#### What is expected
Could the lines from the one with "the chrome trim" through the end of the listing be restated exactly, with nothing else included?

#### Given records

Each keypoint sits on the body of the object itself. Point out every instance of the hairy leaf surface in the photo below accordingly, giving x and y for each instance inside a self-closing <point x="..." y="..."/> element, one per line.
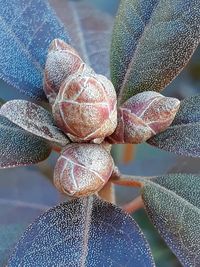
<point x="90" y="31"/>
<point x="33" y="119"/>
<point x="183" y="136"/>
<point x="24" y="195"/>
<point x="173" y="204"/>
<point x="152" y="42"/>
<point x="26" y="30"/>
<point x="83" y="232"/>
<point x="18" y="147"/>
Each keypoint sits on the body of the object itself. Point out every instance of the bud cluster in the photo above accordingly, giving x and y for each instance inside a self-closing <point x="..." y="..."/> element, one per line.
<point x="84" y="107"/>
<point x="143" y="116"/>
<point x="84" y="104"/>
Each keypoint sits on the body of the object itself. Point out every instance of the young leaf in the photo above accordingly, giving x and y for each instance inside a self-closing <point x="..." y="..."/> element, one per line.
<point x="22" y="199"/>
<point x="26" y="30"/>
<point x="33" y="119"/>
<point x="152" y="42"/>
<point x="173" y="204"/>
<point x="90" y="31"/>
<point x="83" y="232"/>
<point x="183" y="136"/>
<point x="18" y="147"/>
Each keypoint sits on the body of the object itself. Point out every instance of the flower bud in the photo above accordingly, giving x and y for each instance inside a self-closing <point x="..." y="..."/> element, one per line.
<point x="85" y="108"/>
<point x="143" y="116"/>
<point x="82" y="169"/>
<point x="62" y="61"/>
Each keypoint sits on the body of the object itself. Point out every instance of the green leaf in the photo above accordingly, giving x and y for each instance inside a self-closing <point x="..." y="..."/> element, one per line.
<point x="83" y="232"/>
<point x="18" y="147"/>
<point x="173" y="204"/>
<point x="183" y="136"/>
<point x="152" y="42"/>
<point x="33" y="119"/>
<point x="90" y="32"/>
<point x="24" y="195"/>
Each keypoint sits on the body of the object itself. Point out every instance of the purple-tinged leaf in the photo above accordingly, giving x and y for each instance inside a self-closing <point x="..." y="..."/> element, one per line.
<point x="183" y="136"/>
<point x="26" y="30"/>
<point x="152" y="42"/>
<point x="18" y="147"/>
<point x="90" y="31"/>
<point x="173" y="204"/>
<point x="33" y="119"/>
<point x="83" y="232"/>
<point x="24" y="195"/>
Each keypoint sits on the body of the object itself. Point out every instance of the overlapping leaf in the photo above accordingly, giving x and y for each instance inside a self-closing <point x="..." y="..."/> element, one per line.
<point x="33" y="119"/>
<point x="18" y="147"/>
<point x="173" y="205"/>
<point x="183" y="136"/>
<point x="152" y="42"/>
<point x="83" y="232"/>
<point x="90" y="31"/>
<point x="26" y="30"/>
<point x="24" y="195"/>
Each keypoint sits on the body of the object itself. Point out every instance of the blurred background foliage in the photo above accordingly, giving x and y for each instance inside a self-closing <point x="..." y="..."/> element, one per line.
<point x="29" y="192"/>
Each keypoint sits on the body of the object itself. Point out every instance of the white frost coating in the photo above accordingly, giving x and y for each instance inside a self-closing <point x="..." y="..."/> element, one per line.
<point x="33" y="119"/>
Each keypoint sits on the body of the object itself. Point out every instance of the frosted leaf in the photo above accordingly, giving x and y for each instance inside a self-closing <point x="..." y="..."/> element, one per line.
<point x="90" y="31"/>
<point x="152" y="41"/>
<point x="26" y="30"/>
<point x="84" y="232"/>
<point x="33" y="119"/>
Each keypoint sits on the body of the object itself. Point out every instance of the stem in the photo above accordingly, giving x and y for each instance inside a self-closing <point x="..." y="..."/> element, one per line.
<point x="129" y="180"/>
<point x="133" y="205"/>
<point x="108" y="193"/>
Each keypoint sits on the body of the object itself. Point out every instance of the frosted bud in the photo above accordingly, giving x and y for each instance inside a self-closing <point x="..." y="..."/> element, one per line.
<point x="82" y="169"/>
<point x="85" y="107"/>
<point x="143" y="116"/>
<point x="62" y="61"/>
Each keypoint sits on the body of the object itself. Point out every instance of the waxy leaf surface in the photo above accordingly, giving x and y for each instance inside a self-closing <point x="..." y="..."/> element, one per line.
<point x="26" y="30"/>
<point x="24" y="195"/>
<point x="83" y="232"/>
<point x="90" y="32"/>
<point x="173" y="204"/>
<point x="152" y="42"/>
<point x="183" y="136"/>
<point x="18" y="147"/>
<point x="33" y="119"/>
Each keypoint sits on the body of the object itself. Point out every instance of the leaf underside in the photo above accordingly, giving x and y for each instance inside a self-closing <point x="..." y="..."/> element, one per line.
<point x="152" y="41"/>
<point x="183" y="136"/>
<point x="26" y="30"/>
<point x="83" y="232"/>
<point x="24" y="195"/>
<point x="33" y="119"/>
<point x="173" y="204"/>
<point x="90" y="32"/>
<point x="18" y="147"/>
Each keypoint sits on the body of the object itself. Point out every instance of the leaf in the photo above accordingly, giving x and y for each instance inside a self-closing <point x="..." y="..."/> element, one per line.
<point x="33" y="119"/>
<point x="18" y="147"/>
<point x="83" y="232"/>
<point x="90" y="31"/>
<point x="24" y="195"/>
<point x="173" y="204"/>
<point x="183" y="136"/>
<point x="152" y="42"/>
<point x="1" y="102"/>
<point x="26" y="30"/>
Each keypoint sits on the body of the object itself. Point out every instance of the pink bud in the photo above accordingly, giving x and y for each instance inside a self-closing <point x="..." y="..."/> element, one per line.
<point x="62" y="61"/>
<point x="143" y="116"/>
<point x="85" y="108"/>
<point x="82" y="169"/>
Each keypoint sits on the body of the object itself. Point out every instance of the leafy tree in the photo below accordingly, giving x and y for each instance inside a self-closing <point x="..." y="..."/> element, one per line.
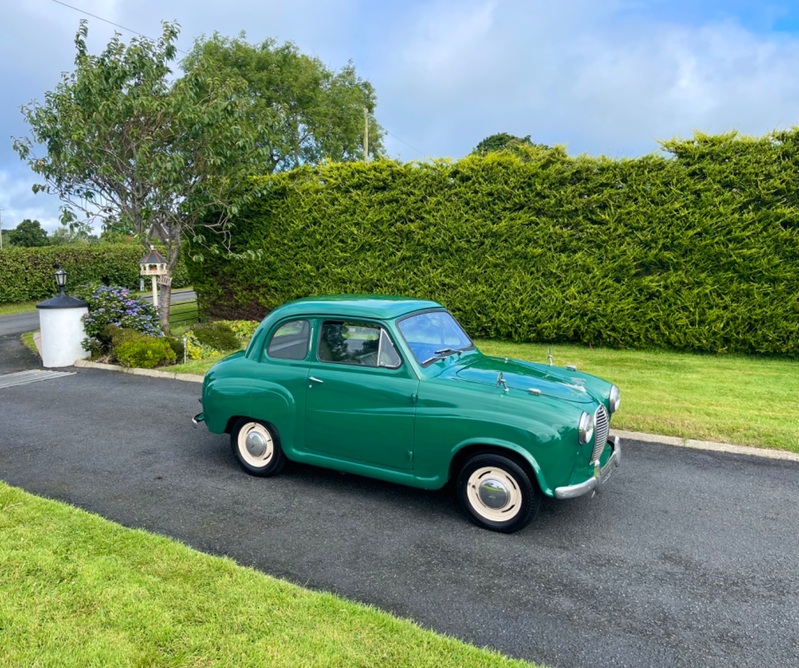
<point x="64" y="236"/>
<point x="302" y="112"/>
<point x="29" y="233"/>
<point x="127" y="144"/>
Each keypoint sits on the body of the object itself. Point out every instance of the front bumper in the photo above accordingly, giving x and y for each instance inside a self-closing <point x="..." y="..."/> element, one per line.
<point x="595" y="482"/>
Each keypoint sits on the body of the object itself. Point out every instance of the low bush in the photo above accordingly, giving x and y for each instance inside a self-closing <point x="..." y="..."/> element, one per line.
<point x="145" y="352"/>
<point x="216" y="335"/>
<point x="244" y="329"/>
<point x="177" y="345"/>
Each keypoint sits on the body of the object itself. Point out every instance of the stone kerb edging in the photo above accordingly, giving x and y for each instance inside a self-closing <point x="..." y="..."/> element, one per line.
<point x="150" y="373"/>
<point x="694" y="444"/>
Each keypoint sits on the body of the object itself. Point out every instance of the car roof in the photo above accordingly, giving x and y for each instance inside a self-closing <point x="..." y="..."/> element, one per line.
<point x="358" y="306"/>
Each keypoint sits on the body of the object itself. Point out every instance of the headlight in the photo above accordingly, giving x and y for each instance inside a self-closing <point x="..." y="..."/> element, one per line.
<point x="586" y="428"/>
<point x="615" y="399"/>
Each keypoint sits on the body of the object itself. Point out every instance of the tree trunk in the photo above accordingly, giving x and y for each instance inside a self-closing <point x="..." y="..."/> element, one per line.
<point x="165" y="284"/>
<point x="165" y="299"/>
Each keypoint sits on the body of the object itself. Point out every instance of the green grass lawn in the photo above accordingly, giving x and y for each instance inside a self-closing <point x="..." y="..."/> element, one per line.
<point x="78" y="590"/>
<point x="728" y="398"/>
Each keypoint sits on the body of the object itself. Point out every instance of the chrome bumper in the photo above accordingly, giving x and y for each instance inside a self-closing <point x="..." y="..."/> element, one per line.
<point x="594" y="483"/>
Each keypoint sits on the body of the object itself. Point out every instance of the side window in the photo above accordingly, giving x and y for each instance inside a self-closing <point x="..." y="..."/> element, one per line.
<point x="290" y="341"/>
<point x="361" y="344"/>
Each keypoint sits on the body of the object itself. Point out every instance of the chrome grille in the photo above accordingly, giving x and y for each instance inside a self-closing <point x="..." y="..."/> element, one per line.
<point x="601" y="429"/>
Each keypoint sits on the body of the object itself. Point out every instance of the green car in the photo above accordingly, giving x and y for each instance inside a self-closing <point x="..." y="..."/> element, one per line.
<point x="393" y="388"/>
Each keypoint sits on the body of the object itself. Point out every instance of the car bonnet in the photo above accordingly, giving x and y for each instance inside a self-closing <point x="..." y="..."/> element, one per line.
<point x="548" y="381"/>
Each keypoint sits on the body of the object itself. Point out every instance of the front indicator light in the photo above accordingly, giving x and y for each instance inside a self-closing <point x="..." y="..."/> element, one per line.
<point x="585" y="429"/>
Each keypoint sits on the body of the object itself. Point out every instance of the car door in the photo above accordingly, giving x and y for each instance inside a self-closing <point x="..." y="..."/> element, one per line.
<point x="361" y="397"/>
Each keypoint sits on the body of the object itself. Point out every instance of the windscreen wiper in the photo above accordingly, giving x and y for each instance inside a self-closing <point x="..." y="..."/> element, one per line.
<point x="441" y="354"/>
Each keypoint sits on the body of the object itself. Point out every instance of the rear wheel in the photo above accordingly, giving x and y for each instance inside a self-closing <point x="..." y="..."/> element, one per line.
<point x="496" y="493"/>
<point x="257" y="448"/>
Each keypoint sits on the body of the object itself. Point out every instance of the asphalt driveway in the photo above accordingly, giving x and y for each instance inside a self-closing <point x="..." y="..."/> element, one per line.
<point x="687" y="559"/>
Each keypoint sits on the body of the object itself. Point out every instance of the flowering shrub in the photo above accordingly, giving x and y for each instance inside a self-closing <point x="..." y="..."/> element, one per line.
<point x="115" y="306"/>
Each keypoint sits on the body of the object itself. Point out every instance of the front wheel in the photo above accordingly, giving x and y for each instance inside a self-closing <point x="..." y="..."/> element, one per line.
<point x="496" y="493"/>
<point x="257" y="448"/>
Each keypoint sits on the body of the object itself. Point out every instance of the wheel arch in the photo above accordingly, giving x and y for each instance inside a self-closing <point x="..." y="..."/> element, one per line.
<point x="510" y="450"/>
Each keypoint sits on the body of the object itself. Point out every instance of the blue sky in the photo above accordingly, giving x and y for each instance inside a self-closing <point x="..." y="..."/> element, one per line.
<point x="599" y="77"/>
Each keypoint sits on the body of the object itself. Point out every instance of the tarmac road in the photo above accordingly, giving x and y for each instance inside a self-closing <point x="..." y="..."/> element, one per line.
<point x="688" y="558"/>
<point x="17" y="323"/>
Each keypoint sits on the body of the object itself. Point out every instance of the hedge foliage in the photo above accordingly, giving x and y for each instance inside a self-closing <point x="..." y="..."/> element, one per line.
<point x="28" y="274"/>
<point x="694" y="250"/>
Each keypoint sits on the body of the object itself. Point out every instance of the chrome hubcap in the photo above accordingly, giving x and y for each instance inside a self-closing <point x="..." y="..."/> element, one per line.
<point x="493" y="493"/>
<point x="255" y="444"/>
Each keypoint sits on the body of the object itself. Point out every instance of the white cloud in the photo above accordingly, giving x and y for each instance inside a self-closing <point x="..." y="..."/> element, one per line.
<point x="17" y="203"/>
<point x="599" y="77"/>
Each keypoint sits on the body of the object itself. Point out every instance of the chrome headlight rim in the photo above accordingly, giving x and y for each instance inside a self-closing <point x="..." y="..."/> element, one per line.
<point x="614" y="400"/>
<point x="585" y="429"/>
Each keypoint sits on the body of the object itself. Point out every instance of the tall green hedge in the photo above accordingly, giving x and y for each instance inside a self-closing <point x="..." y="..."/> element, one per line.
<point x="28" y="274"/>
<point x="695" y="250"/>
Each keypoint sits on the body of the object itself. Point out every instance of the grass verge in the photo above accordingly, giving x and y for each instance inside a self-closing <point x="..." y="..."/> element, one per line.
<point x="79" y="590"/>
<point x="11" y="309"/>
<point x="731" y="398"/>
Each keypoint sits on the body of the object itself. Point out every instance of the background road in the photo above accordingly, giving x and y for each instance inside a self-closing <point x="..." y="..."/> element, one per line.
<point x="18" y="323"/>
<point x="686" y="559"/>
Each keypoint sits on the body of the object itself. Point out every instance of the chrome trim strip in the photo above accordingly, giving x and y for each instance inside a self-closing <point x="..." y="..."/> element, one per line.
<point x="593" y="484"/>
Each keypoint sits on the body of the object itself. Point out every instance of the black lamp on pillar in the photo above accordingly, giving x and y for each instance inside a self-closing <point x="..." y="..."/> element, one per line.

#### Expected answer
Each keypoint sits on the body of the object itself. Point out every instance of the chrome trim strip in the photo above accordingly, giving x and y for each instance inside a self-closing <point x="..." y="..."/> element, one per line.
<point x="593" y="484"/>
Each keypoint sits on the body of the object itself. Point out every instance of the black lamp on pillar in the photo above accordingly, giving x and y for each instance inside a self-closing <point x="..." y="..."/> element, one per line.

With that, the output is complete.